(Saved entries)
--- START ---

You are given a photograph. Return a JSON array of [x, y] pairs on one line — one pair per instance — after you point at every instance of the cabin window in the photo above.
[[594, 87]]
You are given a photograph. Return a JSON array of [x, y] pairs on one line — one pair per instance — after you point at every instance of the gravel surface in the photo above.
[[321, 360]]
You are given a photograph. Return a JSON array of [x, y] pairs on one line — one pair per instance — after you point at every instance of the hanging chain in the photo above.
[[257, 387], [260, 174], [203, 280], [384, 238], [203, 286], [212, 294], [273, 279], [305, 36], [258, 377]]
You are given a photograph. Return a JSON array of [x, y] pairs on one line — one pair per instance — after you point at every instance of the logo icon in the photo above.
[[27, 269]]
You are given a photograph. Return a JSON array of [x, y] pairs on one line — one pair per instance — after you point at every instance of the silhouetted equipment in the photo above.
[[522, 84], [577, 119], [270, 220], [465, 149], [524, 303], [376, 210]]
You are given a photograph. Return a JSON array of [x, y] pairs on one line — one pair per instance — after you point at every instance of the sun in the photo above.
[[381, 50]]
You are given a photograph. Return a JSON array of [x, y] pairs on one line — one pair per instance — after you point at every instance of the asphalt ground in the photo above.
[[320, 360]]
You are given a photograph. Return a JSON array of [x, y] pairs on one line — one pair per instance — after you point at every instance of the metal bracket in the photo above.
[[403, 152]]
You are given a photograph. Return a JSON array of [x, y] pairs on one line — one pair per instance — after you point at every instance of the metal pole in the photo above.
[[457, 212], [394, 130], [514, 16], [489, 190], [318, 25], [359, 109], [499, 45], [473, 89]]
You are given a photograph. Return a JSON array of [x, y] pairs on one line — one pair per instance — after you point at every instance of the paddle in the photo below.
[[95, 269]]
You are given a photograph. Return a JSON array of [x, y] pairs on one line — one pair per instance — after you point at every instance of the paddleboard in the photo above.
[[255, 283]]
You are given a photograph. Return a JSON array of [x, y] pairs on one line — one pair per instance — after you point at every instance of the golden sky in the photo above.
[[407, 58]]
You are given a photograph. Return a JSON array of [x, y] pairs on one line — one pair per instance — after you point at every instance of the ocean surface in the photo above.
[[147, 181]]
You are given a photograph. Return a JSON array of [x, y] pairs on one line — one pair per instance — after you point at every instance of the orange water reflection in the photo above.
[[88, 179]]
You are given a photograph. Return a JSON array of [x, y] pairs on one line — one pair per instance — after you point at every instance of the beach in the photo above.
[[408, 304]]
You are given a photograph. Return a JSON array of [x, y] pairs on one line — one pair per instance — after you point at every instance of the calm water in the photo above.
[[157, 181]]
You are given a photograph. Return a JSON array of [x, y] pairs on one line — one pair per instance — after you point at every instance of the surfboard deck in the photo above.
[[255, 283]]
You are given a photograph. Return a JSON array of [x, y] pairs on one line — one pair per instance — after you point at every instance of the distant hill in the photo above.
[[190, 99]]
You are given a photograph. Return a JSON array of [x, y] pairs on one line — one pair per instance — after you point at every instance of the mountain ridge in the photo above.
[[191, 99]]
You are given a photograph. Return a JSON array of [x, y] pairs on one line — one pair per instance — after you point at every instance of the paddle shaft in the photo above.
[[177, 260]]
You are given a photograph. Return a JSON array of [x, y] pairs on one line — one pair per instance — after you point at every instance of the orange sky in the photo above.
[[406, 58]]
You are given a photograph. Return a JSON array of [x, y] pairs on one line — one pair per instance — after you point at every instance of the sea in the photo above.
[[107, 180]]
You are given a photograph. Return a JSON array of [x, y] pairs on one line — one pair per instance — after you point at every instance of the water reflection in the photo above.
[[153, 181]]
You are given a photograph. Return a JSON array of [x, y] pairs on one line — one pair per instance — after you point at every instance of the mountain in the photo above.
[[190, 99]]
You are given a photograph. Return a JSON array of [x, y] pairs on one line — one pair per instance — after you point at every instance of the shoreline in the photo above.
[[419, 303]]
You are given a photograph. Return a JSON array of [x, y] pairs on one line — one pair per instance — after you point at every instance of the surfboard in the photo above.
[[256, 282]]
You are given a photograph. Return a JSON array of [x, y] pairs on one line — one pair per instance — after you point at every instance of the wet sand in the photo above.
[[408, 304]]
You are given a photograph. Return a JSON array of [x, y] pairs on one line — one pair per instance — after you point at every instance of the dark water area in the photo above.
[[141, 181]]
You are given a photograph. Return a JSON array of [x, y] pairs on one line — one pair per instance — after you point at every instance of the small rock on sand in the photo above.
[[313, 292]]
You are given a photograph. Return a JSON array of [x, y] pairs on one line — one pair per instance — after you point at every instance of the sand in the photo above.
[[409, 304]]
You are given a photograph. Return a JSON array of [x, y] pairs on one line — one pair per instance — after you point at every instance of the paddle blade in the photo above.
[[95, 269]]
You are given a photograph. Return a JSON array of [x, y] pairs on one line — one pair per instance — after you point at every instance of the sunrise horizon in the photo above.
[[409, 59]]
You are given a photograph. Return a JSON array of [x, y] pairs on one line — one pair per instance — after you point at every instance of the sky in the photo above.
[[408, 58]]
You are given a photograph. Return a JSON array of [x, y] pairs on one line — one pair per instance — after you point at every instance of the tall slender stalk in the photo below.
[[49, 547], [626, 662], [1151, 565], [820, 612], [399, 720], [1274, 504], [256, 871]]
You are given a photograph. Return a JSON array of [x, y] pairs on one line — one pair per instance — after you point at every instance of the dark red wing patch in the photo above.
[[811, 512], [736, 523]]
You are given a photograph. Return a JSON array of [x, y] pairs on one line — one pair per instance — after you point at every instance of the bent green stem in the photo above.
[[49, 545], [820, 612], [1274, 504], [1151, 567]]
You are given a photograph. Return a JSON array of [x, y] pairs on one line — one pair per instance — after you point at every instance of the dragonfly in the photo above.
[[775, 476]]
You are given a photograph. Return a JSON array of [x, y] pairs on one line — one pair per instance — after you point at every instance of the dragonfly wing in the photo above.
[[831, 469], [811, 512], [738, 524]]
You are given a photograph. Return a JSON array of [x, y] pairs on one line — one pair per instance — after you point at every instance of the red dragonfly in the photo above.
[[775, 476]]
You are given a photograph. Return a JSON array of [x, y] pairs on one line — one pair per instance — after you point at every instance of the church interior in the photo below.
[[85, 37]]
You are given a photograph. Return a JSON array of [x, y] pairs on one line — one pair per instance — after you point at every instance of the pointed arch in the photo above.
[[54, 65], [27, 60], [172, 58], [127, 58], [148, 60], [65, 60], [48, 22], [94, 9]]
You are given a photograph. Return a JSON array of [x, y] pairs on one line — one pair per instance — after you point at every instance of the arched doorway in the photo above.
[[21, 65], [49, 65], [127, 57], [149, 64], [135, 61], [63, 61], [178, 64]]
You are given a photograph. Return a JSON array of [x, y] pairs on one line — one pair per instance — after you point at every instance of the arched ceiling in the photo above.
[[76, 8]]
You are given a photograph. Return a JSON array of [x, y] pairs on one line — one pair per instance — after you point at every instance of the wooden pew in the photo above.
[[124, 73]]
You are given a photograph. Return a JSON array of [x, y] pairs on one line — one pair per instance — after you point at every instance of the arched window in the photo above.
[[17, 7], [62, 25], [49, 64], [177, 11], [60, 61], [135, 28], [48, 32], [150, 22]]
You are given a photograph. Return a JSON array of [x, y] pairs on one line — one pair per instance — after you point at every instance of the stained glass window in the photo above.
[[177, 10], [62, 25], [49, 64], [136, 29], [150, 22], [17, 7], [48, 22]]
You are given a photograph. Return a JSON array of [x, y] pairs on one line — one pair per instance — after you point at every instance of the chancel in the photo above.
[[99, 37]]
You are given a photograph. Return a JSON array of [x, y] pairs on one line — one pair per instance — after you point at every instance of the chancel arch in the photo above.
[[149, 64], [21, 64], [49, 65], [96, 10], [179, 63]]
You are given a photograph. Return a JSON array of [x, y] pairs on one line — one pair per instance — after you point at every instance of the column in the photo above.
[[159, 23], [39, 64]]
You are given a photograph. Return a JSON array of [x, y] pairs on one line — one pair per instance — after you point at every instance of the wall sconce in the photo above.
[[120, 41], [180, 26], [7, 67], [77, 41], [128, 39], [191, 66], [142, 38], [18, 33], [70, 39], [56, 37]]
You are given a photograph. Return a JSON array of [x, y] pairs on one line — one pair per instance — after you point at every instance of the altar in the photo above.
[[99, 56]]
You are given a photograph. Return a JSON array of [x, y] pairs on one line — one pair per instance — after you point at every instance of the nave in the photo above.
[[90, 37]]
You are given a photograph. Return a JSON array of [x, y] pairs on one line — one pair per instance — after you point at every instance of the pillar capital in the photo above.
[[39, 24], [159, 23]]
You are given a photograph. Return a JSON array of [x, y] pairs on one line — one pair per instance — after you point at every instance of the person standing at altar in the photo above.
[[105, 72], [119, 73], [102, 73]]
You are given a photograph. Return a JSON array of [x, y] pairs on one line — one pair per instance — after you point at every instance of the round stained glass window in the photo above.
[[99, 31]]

--- END ---

TASK TO COMPLETE:
Set down exactly, and only, the lines from the one containing "sconce in the photo above." through the final line of the entries above.

ANSWER TO THIS EXERCISE:
You are given a photograph. Return a JSON array of [x, y] pairs on one line — one pair per instance — after you point at every instance of the wall sconce in the photo above.
[[120, 41], [180, 26], [7, 67], [77, 41], [128, 39], [191, 66], [142, 38], [18, 33], [70, 39], [56, 37]]
You are given a photograph. Return a JSON array of [x, y] pairs on one line — one pair per instance — after you point at every instance of the altar in the photo above.
[[99, 56]]
You are given a photograph. Return a JSON array of [x, y] pairs on one line — one pair per instance — after you point at every instance of the nave in the photo above.
[[90, 37]]
You are given a photograph. Return a JSON array of [x, y] pairs on one line — one pair per instance — after you point at every instance of the pillar capital in the photo above.
[[39, 24], [159, 23]]
You are given a photograph. Return a JSON array of [x, y] pairs on one line — one pair per instance — after you point at every instance of the person standing at altar in the photo above.
[[105, 72], [119, 73], [102, 73]]
You are given a photograph. Return a JSON array of [x, y] pairs on one line — one pair per instance — after you point at every instance of the round stained glass window in the photo above.
[[99, 31]]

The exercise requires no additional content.